(Stored data)

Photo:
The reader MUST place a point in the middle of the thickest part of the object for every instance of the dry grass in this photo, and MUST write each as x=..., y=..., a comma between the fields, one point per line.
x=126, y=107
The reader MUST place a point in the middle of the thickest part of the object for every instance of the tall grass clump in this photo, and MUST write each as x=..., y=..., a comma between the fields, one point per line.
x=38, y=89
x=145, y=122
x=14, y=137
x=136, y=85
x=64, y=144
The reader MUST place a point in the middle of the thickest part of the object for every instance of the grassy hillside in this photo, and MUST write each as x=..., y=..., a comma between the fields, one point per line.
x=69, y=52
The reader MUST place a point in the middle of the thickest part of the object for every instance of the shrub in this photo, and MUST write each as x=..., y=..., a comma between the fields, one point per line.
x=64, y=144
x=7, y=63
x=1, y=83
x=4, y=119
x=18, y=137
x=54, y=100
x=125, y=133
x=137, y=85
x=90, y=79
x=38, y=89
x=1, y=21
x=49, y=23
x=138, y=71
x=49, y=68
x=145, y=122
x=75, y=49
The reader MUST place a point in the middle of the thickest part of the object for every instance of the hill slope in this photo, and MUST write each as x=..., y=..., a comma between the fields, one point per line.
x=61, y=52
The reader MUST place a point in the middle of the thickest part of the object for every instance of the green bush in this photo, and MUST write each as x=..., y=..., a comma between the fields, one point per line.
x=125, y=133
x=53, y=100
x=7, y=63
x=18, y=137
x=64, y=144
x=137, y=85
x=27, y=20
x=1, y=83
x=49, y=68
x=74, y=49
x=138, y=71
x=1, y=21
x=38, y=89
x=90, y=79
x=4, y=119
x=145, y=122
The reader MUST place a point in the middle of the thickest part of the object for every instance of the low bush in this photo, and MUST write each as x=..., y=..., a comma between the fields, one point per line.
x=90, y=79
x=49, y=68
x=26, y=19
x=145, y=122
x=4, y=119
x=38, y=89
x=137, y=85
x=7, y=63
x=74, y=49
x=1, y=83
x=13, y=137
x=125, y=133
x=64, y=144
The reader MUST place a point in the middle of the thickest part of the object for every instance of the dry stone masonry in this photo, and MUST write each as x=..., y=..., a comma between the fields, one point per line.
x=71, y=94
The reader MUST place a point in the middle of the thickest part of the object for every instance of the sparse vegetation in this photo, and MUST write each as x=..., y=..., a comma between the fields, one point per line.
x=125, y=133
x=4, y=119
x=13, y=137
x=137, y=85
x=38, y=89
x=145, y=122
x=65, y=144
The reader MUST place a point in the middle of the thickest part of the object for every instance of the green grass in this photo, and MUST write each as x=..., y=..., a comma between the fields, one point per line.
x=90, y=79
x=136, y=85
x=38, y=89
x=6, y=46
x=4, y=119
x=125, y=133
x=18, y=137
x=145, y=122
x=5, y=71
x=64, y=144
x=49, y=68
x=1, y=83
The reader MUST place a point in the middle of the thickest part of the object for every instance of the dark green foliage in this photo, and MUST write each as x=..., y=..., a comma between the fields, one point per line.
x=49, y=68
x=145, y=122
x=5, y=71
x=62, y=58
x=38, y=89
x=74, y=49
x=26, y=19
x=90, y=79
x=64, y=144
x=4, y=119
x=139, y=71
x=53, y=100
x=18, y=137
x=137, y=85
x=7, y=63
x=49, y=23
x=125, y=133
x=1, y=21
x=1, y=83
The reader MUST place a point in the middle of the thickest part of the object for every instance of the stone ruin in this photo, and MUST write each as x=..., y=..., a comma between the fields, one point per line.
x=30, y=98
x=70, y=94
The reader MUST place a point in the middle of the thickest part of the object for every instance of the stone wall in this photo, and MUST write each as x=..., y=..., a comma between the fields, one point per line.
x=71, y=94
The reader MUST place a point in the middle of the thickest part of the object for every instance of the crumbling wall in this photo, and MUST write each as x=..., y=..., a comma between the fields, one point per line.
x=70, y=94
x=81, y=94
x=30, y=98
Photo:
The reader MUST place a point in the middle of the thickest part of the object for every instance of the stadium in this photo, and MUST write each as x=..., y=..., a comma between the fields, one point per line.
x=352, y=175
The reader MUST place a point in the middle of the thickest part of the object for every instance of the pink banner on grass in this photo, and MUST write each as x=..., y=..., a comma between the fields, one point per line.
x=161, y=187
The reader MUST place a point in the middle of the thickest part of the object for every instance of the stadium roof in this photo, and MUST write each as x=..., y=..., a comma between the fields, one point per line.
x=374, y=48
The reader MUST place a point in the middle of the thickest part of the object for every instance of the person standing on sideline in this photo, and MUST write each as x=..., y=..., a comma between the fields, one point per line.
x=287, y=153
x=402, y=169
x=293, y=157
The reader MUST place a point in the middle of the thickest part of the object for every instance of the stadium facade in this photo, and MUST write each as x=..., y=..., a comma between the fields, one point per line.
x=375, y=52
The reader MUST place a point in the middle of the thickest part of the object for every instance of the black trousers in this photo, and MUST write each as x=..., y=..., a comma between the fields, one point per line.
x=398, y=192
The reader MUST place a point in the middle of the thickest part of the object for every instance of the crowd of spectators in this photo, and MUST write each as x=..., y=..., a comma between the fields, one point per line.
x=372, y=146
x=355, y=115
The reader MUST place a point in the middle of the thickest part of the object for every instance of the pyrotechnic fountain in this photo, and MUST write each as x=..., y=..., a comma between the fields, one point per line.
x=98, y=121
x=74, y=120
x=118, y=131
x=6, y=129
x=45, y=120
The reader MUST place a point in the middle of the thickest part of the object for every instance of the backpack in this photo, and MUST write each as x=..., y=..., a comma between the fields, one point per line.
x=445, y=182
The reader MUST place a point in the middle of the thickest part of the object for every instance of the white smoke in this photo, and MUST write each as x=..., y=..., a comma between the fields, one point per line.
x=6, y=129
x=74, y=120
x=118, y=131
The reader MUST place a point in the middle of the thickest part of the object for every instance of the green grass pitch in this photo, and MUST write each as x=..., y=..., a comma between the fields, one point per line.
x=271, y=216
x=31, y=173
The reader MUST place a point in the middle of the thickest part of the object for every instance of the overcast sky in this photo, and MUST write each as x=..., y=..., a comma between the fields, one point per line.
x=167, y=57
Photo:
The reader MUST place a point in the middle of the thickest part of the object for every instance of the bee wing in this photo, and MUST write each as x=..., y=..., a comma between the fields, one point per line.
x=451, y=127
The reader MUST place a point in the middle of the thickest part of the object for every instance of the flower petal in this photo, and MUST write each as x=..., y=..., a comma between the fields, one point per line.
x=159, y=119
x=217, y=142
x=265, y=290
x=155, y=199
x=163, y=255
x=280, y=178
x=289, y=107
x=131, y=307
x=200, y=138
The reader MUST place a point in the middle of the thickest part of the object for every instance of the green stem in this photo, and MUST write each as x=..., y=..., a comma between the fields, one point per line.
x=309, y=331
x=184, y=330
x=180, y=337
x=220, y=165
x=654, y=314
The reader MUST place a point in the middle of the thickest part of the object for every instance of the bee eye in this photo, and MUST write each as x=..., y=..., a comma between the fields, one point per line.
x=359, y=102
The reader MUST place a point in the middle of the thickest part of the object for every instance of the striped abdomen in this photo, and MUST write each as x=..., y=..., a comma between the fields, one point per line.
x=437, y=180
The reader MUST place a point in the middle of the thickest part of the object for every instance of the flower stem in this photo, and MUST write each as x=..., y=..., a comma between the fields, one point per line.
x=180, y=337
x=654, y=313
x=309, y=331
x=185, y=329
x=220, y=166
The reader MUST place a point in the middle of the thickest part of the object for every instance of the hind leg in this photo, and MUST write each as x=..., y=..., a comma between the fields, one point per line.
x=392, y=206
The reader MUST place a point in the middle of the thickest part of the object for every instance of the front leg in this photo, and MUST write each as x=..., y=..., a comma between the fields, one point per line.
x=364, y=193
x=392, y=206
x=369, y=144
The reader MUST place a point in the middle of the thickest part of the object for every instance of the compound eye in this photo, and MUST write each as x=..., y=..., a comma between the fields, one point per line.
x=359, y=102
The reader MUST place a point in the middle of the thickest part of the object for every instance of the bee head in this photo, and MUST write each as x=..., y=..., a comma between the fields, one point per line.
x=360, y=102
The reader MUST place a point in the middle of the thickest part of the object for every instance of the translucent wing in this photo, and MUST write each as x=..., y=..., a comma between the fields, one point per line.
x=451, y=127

» **WORK REQUIRED**:
Reproduce exactly the line that holds "the bee head", then every line after it, ending with the final line of the records above.

» **EXERCISE RESULT**:
The reader MUST place a point in the middle of the thickest part of the object for every instance of the bee head in this photo, and MUST write each as x=..., y=..., a comma between the fields, one point per line.
x=360, y=102
The reader MUST place a point in the middle of the thickest part of the object for every instance of the translucent wing in this photo, and MUST write each as x=..., y=..., a comma between the fields, one point per line.
x=451, y=127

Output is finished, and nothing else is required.